[Stated task]:
Reproduce without alteration the stretch of the listing below from the line containing "background in this photo as integer pixel values." through the end of the listing.

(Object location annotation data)
######
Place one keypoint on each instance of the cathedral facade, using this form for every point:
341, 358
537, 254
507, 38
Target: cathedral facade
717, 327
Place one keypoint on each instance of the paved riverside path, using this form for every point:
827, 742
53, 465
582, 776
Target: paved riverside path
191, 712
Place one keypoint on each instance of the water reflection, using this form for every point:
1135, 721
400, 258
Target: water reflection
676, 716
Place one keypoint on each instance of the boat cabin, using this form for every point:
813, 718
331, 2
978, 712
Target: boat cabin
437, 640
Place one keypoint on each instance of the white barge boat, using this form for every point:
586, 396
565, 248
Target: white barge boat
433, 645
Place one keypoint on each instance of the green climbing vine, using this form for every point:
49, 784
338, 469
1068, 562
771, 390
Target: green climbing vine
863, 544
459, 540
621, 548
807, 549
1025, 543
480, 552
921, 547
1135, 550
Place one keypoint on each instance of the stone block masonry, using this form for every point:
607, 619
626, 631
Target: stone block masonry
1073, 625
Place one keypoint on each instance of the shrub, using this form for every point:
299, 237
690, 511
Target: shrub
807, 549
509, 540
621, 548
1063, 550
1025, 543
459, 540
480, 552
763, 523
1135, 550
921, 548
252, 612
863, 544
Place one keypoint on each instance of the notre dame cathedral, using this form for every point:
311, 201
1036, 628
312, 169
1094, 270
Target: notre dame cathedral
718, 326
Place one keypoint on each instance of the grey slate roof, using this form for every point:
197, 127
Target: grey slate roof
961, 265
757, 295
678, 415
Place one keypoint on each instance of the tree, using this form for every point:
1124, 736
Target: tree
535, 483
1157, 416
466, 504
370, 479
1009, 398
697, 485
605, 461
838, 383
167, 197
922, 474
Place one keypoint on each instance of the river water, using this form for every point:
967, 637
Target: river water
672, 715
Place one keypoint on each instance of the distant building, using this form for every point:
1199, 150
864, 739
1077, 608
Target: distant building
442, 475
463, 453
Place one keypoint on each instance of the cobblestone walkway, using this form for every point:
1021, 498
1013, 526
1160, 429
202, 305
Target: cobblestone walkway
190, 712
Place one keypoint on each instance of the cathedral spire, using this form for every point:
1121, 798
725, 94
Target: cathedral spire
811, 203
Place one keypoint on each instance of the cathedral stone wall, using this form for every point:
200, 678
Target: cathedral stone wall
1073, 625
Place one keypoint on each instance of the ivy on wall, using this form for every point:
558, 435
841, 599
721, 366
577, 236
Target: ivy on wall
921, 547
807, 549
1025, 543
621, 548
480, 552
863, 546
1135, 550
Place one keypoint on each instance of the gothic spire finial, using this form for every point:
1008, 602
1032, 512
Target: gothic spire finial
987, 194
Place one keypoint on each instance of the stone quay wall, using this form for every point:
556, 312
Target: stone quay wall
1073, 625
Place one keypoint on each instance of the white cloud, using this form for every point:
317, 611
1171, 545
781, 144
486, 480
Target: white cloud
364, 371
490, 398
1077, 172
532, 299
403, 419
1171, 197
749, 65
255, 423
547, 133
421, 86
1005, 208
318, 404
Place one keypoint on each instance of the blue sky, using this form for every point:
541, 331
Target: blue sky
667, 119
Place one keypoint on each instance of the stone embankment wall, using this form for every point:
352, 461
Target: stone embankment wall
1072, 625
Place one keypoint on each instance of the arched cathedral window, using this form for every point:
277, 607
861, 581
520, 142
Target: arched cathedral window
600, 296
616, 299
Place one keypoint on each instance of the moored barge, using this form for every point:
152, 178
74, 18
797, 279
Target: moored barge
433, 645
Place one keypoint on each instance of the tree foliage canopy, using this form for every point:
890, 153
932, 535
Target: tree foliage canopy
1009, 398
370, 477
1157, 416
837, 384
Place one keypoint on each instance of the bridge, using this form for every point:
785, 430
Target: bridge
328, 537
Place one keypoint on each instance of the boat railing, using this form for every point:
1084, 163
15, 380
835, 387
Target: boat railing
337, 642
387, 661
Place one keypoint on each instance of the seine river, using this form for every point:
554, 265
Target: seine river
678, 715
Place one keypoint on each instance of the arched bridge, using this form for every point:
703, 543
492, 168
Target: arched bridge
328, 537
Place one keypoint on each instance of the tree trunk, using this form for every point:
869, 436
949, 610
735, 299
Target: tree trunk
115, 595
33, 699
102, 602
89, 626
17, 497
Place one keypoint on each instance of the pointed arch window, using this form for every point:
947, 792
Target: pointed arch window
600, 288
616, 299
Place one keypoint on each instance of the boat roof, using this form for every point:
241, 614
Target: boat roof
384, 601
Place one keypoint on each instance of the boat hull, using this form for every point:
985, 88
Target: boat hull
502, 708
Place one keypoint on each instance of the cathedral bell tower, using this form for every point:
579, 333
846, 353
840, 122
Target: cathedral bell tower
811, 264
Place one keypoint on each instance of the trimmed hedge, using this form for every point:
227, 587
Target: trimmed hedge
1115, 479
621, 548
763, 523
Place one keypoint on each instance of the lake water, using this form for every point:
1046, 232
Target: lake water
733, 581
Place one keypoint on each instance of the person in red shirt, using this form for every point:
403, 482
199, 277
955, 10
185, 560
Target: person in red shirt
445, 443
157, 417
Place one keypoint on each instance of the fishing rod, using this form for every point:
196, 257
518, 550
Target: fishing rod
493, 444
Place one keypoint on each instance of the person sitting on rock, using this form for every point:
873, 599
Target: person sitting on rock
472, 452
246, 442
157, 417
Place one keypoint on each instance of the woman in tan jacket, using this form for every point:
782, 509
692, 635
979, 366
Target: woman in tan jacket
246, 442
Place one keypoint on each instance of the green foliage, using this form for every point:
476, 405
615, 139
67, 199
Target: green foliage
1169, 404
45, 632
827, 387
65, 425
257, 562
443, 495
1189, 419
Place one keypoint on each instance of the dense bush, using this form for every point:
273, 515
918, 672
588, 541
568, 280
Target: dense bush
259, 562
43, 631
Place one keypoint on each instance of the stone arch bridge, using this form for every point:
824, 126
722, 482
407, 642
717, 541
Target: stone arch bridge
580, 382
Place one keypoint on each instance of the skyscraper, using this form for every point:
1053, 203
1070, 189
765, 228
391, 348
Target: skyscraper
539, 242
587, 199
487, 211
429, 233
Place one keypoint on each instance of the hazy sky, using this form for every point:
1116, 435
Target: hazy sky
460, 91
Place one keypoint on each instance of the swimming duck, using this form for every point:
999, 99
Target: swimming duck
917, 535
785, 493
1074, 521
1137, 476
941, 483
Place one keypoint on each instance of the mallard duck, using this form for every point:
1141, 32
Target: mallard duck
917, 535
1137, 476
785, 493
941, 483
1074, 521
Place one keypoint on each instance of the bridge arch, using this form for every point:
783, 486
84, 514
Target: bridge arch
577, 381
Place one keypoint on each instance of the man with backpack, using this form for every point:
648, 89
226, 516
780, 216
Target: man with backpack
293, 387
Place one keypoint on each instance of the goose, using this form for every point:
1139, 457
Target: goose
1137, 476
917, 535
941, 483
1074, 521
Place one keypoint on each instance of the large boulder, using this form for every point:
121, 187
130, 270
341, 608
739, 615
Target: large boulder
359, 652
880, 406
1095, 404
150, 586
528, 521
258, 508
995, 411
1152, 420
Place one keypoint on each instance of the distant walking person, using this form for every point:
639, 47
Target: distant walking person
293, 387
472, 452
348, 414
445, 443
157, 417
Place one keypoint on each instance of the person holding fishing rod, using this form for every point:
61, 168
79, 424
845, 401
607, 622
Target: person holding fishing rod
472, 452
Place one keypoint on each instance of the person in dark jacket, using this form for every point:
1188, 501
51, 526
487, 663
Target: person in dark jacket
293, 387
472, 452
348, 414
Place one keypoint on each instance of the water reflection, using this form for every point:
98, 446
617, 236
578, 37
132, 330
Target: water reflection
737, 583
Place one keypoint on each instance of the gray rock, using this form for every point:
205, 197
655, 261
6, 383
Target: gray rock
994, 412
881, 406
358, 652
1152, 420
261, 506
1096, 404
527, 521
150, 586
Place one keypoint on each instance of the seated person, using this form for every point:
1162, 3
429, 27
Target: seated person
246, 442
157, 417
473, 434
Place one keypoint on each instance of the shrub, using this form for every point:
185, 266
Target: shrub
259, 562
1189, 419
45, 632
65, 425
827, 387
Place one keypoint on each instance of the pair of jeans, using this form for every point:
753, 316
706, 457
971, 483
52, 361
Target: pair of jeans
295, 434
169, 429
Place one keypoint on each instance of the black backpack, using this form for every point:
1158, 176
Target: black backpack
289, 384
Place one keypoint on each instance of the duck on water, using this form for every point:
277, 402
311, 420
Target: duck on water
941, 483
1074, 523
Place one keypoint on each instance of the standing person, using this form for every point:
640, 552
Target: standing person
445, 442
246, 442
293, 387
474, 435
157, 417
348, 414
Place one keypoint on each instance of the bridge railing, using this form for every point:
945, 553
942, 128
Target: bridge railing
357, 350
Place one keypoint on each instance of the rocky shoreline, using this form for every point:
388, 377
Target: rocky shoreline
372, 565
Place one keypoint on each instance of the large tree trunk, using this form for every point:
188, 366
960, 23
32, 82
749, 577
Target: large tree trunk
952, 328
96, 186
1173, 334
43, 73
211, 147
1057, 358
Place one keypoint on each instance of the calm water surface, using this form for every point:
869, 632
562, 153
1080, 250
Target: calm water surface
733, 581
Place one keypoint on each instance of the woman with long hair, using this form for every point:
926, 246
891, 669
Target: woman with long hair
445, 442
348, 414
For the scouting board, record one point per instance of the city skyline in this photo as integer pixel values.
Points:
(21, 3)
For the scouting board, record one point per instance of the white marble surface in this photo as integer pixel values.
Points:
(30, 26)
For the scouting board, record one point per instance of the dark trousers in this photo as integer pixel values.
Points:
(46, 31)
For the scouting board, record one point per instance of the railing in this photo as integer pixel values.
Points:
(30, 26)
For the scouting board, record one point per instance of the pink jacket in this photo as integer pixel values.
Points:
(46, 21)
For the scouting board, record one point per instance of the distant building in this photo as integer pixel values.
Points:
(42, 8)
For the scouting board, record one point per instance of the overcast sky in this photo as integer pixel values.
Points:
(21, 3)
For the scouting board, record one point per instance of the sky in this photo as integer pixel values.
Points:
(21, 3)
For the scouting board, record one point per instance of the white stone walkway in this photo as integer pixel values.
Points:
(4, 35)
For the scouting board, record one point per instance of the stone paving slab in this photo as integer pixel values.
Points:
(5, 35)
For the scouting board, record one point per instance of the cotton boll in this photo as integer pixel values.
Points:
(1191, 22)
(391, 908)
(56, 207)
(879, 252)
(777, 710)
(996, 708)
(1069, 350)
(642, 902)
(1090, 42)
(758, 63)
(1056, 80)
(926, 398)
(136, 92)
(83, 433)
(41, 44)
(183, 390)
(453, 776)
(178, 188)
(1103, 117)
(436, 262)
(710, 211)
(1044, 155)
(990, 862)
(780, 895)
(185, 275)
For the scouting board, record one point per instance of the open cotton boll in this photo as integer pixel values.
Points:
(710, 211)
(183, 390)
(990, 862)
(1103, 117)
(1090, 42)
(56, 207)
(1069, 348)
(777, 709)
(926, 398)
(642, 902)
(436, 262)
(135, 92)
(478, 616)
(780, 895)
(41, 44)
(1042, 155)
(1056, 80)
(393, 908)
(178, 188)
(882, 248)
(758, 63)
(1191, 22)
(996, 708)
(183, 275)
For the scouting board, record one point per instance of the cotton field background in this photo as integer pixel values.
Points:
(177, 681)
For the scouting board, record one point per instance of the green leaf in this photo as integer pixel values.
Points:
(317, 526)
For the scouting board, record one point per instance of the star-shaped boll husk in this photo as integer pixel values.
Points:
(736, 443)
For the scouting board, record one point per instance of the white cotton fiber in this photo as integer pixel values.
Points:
######
[Result for this task]:
For the scouting board, record one point per instance of the cotton field background in this photo as integer pixel values.
Points:
(177, 681)
For the scouting board, record one point per instance of the green leaf in this photo as integer pixel values.
Points:
(317, 526)
For the scouting board, record one point per instance of the star-shaped boll husk in this photo as integer pixel values.
Points:
(736, 443)
For the scouting board, record one point per instance of the white cotton fiber in this photo as integer pixel values.
Points:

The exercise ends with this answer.